→ **Instructions to follow**
In the records below, the lines between the one holding "trees and draw a tight box." and the one holding "lower right and draw a tight box.", inclusive, are to be transcribed exactly; no pictures are to be included.
----
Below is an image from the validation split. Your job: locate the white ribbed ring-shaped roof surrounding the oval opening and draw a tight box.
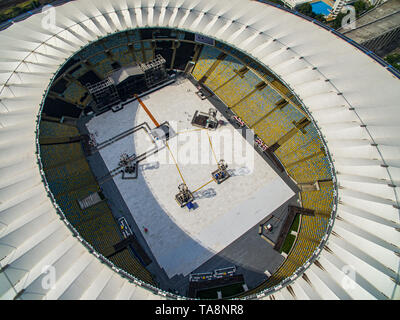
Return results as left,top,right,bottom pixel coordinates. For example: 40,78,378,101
0,0,400,299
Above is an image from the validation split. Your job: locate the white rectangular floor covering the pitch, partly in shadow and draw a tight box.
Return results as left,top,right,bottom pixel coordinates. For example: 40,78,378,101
87,80,294,278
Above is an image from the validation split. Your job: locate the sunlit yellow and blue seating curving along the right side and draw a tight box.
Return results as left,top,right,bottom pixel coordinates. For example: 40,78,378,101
192,44,333,294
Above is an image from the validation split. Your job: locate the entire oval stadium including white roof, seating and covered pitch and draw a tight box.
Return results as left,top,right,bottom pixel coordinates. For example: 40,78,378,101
0,0,400,300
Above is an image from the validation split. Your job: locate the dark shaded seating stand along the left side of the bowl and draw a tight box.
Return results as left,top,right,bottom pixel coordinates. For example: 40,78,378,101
40,121,154,284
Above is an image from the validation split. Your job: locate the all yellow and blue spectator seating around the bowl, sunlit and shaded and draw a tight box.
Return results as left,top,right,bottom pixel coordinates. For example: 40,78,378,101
41,37,334,290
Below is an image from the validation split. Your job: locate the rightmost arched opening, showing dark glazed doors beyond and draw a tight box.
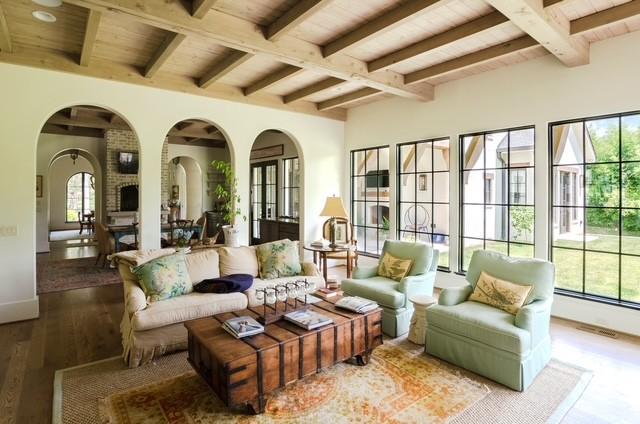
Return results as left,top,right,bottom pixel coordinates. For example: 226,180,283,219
249,129,304,244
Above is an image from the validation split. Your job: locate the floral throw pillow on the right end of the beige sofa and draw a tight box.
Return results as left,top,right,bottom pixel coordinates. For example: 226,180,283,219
256,239,302,280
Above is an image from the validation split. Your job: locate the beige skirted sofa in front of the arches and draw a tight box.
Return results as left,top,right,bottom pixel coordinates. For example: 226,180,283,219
116,246,325,368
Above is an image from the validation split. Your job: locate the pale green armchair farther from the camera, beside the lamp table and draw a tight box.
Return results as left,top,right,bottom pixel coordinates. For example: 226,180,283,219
342,240,438,337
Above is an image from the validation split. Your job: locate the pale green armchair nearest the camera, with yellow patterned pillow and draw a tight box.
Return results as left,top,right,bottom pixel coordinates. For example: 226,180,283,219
425,250,555,391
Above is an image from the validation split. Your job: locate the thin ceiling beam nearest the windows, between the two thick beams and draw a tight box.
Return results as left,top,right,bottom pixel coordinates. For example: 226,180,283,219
404,35,538,84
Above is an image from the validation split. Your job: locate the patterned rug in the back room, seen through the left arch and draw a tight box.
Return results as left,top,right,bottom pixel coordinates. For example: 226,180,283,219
36,254,122,294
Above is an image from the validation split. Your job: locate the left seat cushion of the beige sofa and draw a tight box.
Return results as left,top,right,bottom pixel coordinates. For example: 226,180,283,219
131,292,247,331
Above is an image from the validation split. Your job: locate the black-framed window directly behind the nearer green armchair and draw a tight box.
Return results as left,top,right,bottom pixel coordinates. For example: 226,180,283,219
460,127,535,271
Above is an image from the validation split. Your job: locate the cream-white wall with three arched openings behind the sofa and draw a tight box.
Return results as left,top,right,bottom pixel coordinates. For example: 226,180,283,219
0,64,344,323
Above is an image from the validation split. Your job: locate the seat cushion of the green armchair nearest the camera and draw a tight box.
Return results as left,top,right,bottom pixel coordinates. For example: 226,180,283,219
427,301,531,356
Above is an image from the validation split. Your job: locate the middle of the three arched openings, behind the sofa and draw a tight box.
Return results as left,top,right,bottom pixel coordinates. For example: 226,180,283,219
161,119,231,245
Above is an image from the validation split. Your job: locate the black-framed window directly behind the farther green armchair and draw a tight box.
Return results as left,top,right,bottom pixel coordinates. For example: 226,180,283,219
397,138,449,269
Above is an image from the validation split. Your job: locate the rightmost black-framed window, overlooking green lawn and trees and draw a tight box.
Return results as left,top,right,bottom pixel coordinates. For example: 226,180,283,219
549,112,640,304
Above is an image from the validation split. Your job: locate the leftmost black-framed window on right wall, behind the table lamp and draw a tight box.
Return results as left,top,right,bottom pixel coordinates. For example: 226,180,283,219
351,146,389,255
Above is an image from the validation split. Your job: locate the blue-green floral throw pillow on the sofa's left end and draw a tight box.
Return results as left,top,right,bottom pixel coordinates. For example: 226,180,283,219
131,253,193,302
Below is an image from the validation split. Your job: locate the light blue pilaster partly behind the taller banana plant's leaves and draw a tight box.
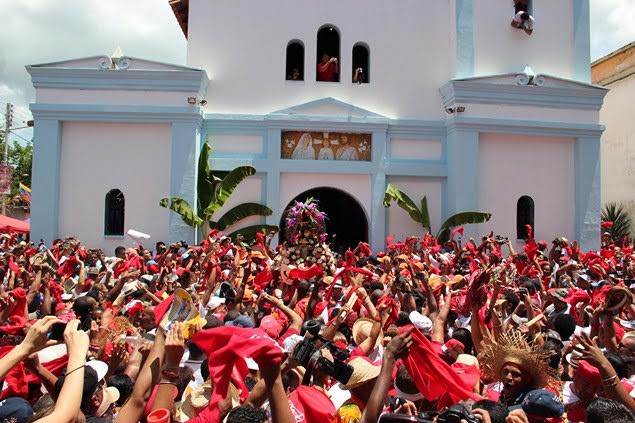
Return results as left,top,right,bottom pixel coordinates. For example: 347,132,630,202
170,122,200,244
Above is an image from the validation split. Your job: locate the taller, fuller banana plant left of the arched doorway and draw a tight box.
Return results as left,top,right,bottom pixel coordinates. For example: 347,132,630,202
159,143,278,239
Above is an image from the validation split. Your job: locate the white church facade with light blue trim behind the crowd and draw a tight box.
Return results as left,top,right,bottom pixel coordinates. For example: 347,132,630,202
27,0,606,249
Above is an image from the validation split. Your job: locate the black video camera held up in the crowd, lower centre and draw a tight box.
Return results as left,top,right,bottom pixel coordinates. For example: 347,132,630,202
293,320,353,385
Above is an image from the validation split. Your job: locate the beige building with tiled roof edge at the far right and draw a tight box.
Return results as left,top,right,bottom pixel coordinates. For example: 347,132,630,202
592,42,635,215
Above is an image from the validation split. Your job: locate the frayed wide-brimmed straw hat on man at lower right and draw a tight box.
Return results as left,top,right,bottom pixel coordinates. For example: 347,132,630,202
478,331,555,388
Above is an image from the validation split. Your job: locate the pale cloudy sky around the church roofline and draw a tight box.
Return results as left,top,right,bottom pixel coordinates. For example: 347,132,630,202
0,0,635,145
----
→ **Answer below**
Above is an image from the validation split. Your job: locate the rightmost black-framed window, overlooking green lawn and trees and draw a tight box.
Return results as left,top,right,bottom pixel coordinates. For example: 226,180,283,219
549,112,640,304
Above is an image from the validation split. Your job: locate the leftmost black-framed window on right wall, behind the table lamp and draw a tight box.
Return results as left,top,right,bottom pixel coordinates. For example: 226,180,283,219
351,146,389,255
Above is an image from the validation split. Your job: locate the blue-green floral throw pillow on the sofa's left end and draw a tight box.
Return results as left,top,right,bottom pixel coordinates. For example: 226,180,283,219
131,253,193,302
Below is an image from the validation split. Your job: locate the light blue pilaster partly behind the taller banana plant's leaves and draw a tight box.
Return results as left,top,right,bottom pixel coordinates. For example: 347,132,630,202
170,122,200,244
Above is an image from the validation split. Your job: locate the taller, fuller banana plant left of the arched doorway and draw a tight box.
Return results as left,top,right,bottom pixel coordinates. For example: 347,132,630,202
159,143,278,239
Above is an image from the validation split. Your job: locate the white church facade with light blue trim behind the crowd and draw a tight box.
Return results as left,top,right,bottom pixel coordinates. For example: 347,132,630,202
27,0,606,249
Above is an image from the validation split. Your job: locate the black video camera held up in the crowd, lower centre and draw a tight box.
Return results as left,top,right,bottom pixel coordinates. For example: 347,132,630,202
293,320,353,385
Above is an image from the validation split. Your job: locate the beige building with tiled roof edge at the far right and draw a tight box.
Return results as left,top,right,bottom pixel coordinates. For example: 347,132,630,202
592,42,635,215
Above is an image from the validation split. Your job: locate the frayed wide-brimmed straw hat on man at lower right and draw a tight box.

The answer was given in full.